*STATED TASK*: Report each row below that contains the string "beak", copied in full, and treat uppercase and lowercase letters as different.

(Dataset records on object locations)
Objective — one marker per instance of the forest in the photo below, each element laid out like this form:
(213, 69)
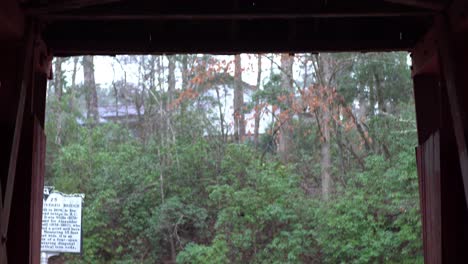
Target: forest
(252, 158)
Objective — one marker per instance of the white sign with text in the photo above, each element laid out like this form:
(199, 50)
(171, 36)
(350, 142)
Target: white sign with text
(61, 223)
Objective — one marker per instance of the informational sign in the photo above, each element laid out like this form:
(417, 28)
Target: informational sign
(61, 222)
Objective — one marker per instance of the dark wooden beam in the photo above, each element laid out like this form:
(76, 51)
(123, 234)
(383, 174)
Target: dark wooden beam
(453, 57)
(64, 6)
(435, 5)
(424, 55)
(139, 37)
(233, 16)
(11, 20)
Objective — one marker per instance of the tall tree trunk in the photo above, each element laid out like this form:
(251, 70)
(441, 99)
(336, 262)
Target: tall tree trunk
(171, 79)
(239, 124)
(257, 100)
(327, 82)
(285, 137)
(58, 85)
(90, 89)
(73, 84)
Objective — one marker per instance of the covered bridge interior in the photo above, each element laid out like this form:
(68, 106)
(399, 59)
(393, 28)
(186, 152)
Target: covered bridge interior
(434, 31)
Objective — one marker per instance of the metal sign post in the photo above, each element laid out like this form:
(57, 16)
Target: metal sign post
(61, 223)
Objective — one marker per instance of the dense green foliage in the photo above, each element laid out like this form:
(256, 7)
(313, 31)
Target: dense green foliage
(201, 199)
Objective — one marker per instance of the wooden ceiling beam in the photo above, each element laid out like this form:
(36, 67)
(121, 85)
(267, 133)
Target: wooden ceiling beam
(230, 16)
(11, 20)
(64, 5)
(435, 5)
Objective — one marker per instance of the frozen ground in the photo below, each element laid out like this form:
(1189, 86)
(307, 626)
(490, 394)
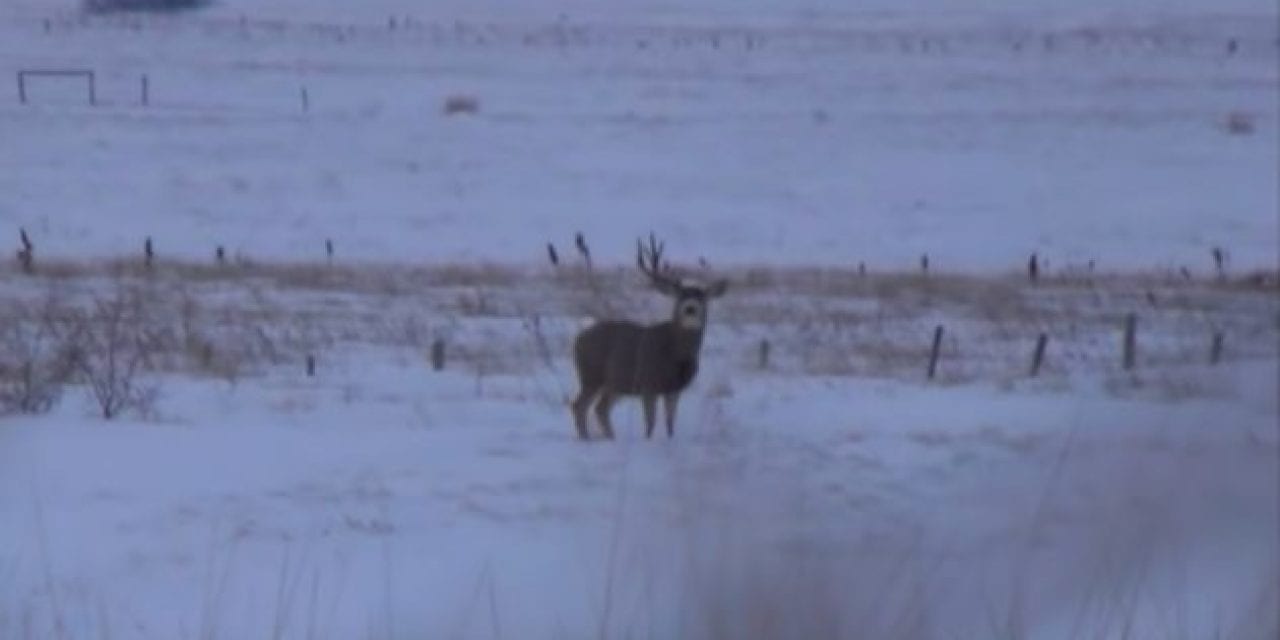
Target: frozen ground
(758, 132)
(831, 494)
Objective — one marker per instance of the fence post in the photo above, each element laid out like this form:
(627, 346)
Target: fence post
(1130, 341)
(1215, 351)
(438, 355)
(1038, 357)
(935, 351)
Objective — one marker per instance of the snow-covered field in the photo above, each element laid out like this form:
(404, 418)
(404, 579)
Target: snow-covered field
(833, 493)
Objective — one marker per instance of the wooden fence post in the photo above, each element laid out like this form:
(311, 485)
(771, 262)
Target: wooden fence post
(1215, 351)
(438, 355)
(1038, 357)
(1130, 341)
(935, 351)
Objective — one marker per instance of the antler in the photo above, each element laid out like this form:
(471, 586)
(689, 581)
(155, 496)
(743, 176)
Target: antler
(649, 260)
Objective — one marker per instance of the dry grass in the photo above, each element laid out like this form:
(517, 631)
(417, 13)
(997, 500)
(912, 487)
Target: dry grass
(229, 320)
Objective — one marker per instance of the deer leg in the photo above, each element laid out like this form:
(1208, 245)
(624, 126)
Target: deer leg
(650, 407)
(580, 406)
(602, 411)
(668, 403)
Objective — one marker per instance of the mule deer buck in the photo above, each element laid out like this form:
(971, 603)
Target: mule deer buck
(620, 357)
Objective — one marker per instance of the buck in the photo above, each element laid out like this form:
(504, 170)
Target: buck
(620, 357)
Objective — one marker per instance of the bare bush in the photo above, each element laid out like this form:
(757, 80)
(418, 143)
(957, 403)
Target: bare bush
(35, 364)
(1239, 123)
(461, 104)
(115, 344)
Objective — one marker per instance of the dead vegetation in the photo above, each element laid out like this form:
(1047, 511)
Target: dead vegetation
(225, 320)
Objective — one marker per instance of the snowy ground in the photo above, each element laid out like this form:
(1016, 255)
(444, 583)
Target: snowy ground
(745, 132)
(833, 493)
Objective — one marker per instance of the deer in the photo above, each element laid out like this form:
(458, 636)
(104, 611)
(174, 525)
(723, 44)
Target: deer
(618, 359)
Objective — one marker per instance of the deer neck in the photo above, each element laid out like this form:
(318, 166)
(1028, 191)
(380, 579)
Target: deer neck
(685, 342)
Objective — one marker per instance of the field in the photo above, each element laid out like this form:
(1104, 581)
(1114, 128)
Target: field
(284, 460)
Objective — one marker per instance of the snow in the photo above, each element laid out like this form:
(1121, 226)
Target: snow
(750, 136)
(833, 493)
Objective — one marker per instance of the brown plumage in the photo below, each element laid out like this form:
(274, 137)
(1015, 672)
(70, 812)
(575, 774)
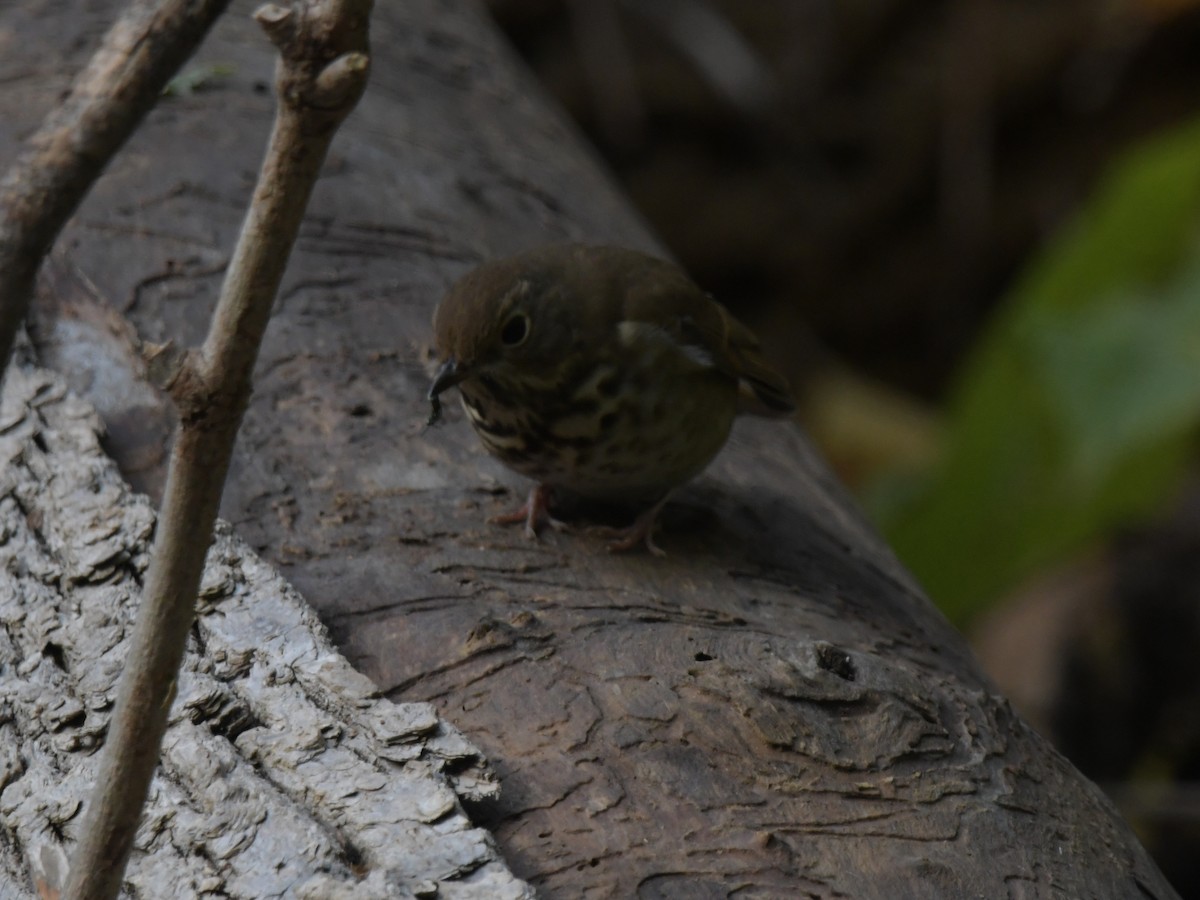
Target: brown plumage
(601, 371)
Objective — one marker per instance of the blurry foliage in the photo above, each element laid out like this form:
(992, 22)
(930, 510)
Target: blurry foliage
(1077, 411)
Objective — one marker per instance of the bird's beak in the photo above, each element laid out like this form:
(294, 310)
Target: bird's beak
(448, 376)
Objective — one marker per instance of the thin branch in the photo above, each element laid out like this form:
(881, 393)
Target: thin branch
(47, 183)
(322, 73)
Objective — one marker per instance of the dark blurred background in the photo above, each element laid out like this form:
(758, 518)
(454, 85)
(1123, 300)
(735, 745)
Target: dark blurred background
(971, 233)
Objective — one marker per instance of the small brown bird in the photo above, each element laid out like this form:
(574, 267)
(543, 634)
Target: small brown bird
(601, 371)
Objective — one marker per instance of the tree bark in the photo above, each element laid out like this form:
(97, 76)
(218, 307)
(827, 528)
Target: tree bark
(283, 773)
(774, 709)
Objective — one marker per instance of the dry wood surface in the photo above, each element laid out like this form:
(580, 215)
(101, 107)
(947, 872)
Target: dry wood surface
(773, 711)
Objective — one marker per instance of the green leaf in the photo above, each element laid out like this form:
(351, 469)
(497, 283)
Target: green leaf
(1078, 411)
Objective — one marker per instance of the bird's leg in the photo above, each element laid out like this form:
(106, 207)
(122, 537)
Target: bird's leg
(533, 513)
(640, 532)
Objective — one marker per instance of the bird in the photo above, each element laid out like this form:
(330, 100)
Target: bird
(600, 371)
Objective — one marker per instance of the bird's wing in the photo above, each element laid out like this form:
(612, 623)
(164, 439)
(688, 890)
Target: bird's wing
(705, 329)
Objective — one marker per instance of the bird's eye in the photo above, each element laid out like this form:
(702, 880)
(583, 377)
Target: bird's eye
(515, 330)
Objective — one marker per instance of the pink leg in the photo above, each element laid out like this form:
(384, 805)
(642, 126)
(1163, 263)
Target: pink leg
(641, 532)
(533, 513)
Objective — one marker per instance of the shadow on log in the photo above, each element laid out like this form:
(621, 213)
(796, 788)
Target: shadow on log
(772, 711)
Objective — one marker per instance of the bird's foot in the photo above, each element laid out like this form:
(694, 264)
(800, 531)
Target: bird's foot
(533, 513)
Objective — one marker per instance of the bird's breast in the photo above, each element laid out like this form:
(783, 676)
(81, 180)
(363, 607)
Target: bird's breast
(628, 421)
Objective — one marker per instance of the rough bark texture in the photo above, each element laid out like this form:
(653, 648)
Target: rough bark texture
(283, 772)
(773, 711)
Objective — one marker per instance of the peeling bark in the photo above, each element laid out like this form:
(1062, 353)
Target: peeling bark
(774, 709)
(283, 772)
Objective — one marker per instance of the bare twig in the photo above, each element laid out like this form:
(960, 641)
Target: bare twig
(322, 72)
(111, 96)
--
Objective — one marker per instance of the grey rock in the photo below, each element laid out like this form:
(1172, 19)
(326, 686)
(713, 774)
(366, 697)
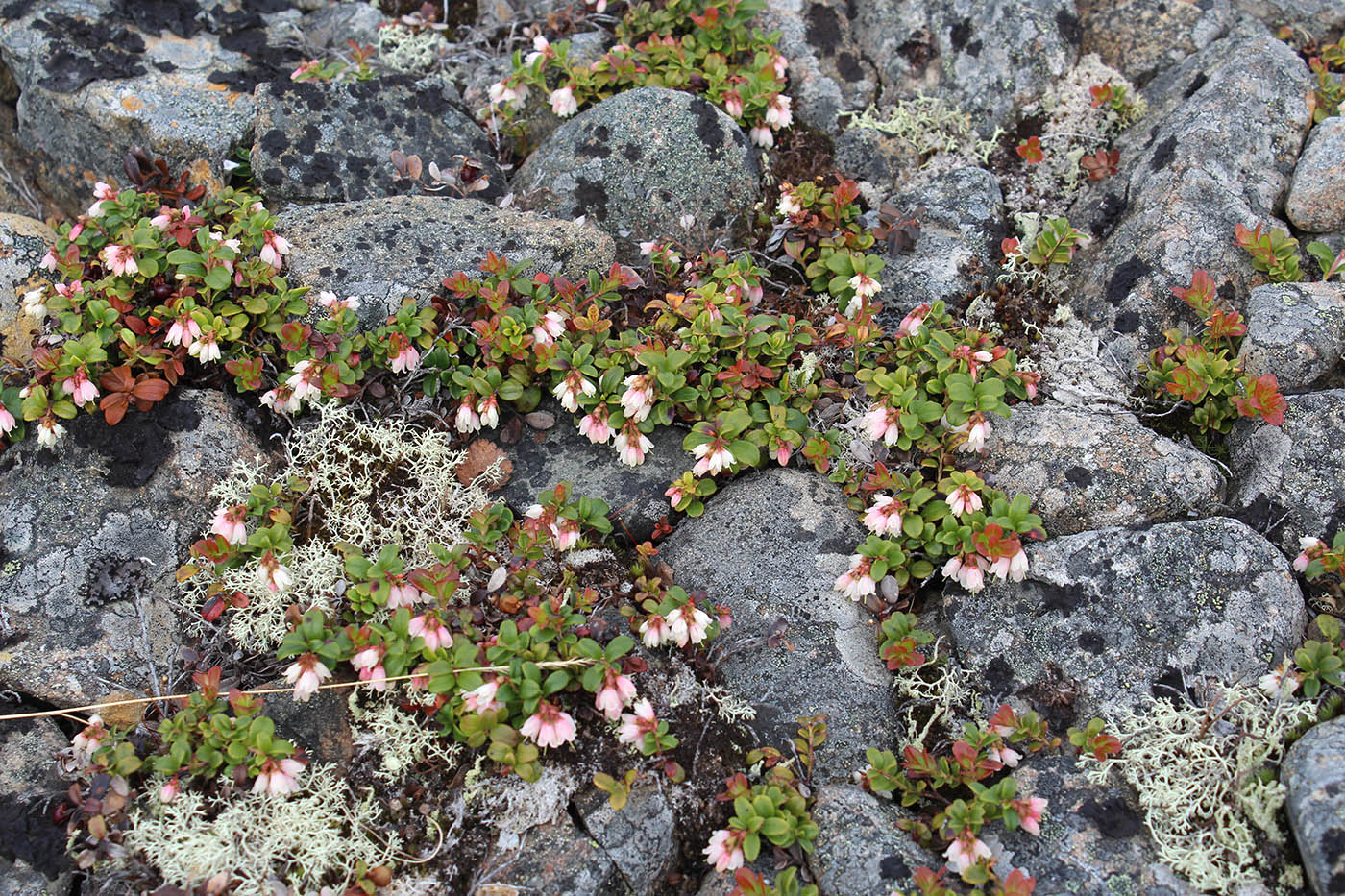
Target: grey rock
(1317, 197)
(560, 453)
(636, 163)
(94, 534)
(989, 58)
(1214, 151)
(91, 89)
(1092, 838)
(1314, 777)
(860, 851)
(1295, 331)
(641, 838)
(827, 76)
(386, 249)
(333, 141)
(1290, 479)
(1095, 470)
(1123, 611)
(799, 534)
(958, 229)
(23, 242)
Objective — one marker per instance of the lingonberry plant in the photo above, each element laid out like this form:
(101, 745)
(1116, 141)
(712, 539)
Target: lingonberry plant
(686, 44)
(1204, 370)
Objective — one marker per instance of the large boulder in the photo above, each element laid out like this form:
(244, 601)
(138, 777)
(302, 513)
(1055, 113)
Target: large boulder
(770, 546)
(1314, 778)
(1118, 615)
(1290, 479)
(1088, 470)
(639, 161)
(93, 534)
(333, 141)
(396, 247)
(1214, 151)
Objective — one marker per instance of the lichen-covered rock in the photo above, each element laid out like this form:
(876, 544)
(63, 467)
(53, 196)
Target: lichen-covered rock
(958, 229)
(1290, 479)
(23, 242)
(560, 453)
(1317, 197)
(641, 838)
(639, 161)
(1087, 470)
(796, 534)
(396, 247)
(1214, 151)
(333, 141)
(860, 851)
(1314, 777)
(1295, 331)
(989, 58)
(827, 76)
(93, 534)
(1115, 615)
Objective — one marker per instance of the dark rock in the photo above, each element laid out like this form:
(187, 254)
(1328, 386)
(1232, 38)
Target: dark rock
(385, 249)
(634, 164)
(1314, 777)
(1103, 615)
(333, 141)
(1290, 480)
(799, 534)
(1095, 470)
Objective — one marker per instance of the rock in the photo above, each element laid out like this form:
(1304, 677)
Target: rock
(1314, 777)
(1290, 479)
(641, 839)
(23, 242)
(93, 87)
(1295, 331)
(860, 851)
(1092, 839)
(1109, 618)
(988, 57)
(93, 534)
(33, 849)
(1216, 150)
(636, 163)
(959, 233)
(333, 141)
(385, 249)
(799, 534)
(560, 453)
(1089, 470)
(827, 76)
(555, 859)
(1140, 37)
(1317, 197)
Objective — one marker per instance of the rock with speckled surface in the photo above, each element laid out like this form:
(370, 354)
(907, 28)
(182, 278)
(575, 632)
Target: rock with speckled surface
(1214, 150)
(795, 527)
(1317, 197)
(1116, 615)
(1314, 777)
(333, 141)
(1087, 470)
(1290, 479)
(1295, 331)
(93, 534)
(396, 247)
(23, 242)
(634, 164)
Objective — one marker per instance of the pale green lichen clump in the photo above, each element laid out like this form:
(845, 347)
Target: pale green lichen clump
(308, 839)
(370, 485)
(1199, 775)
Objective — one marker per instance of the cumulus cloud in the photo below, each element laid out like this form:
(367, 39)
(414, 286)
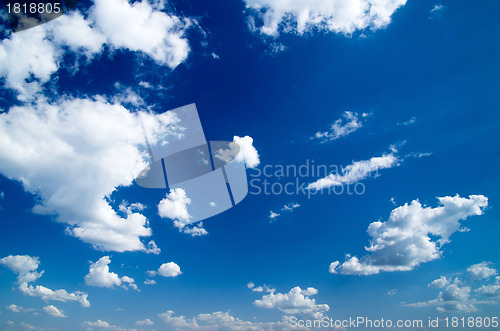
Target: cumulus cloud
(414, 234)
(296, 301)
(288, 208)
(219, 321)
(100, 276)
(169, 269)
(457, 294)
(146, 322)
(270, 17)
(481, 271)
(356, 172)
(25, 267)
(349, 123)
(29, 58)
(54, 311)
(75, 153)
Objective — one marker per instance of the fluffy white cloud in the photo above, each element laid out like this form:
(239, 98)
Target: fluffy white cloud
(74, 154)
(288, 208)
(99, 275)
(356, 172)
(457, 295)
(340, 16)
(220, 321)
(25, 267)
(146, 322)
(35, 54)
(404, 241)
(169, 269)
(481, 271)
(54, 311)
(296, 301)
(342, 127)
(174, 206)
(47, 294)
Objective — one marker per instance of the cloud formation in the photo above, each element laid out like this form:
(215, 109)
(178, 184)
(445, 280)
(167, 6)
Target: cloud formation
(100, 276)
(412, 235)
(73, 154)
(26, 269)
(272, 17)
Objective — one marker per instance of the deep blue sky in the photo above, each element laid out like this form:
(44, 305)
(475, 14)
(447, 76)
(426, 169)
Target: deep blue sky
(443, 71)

*ANSWER FOR THE TASK*:
Objective — one marker per instance of the bird's beak in the photo above, each element laid out like this form:
Target: bird's beak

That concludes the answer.